* _Problem set_
(a) Copy the passage of the movie review starting at "The slapping incident" and ending at "to ignore him.".
(b) Extend the movie review about Joe Scheffer, picking up after its last sentence.

Tim Allen (Galaxy Quest) plays Joe Scheffer, a video communications specialist at a big Minneapolis pharmaceutical company. Joe is recently divorced, and his ex-wife Callie (Kelly Lynch, Charlie's Angels) is practically balling some hunky actor-wannabe (Ken Marino, Dawson's Creek) right in front of him every time he picks up his annoyingly precocious daughter Natalie (Hayden Panettiere, Remember the Titans), who is, at least initially, sexually ambiguous. Joe's work life isn't much better. Most co-workers don't know his name, and he's been passed over for a promotion that had been all but promised to him. In other words, he's a colorized version of Ed Crane from The Man Who Wasn't There.
The slapping incident takes place in the company parking lot on Take Your Daughter To Work Day, where office bully Mark McKinney (Patrick Warburton, The Dish) takes Joe's parking space, as well as his dignity. After wallowing at home in his own filth for three days, Joe is lured back to work by the company's corporate wellness coordinator (read: propaganda specialist), Meg Harper (Julie Bowen, TV's Ed). But instead of remaining a docile underling, Joe decides to challenge the bully to a rematch in three weeks' time. The proposed fight turns Joe into somewhat of a hero, and before you know it, he's got new clothes, car, hair and glasses, and is drawing the attention of the bigwigs who used to ignore him.

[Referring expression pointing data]
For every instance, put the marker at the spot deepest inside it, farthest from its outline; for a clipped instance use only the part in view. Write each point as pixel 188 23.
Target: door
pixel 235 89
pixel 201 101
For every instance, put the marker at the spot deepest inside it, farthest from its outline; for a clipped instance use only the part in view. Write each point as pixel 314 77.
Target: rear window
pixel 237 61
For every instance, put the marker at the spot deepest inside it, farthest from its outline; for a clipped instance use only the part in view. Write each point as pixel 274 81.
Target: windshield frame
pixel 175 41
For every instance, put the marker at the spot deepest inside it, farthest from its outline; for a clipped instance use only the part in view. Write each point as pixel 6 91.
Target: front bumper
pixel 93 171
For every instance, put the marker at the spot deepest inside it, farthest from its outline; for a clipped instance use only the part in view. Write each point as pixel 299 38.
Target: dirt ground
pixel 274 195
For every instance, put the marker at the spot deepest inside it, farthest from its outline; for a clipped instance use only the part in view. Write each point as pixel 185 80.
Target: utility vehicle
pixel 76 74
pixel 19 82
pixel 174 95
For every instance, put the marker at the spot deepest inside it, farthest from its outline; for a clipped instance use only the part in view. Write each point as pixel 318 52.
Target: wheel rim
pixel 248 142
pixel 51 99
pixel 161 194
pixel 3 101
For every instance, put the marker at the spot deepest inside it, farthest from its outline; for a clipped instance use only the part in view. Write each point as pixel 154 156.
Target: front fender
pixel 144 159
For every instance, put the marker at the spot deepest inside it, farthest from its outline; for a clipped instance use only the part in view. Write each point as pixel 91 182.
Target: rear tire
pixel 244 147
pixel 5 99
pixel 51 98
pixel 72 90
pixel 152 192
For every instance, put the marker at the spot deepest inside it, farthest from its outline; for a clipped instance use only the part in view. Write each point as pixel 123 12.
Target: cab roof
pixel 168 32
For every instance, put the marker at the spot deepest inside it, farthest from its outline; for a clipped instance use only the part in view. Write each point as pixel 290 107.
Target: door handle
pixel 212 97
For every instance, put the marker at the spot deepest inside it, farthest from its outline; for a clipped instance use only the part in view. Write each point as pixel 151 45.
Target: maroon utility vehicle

* _Your written answers_
(a)
The slapping incident takes place in the company parking lot on Take Your Daughter To Work Day, where office bully Mark McKinney (Patrick Warburton, The Dish) takes Joe's parking space, as well as his dignity. After wallowing at home in his own filth for three days, Joe is lured back to work by the company's corporate wellness coordinator (read: propaganda specialist), Meg Harper (Julie Bowen, TV's Ed). But instead of remaining a docile underling, Joe decides to challenge the bully to a rematch in three weeks' time. The proposed fight turns Joe into somewhat of a hero, and before you know it, he's got new clothes, car, hair and glasses, and is drawing the attention of the bigwigs who used to ignore him.

(b)
The rest of Somebody depicts Joe taking self-defense lessons from a washed-up action star (James Belushi, Return to Me) and gaining confidence as he is accepted into a new, more popular crowd as Natalie and Meg watch in horror. The conclusion is inevitable, but, thankfully, isn't dragged out (unlike, say, Kate & Leopold). The comedic highlights, which are few and far between, involve a Saturday Night Live-style send-up of the list of pharmaceutical drug side effects in television commercials.
Technically, Somebody is a disaster. George Clinton's score is the worst, most grating music I've heard in a feature film in quite some time. As badly as director John Pasquin shoots and lights each scene (he's directed Allen in Home Improvement, The Santa Clause and Jungle2Jungle), he does have the presence of mind to show Bowen in her bra and panties, which is a big but pleasant surprise in a PG movie full of non-offensive slurs like "big jerk," "dirt bag" and - heavens to Betsy - "ass wipe." Worse yet is John Scott Shepherd's script (his first), which contains the year's cheesiest line, delivered to romance-seeking Meg from the reluctant Joe: "My ex-wife put a pretty big hole in me. It still burns when the wind blows through it."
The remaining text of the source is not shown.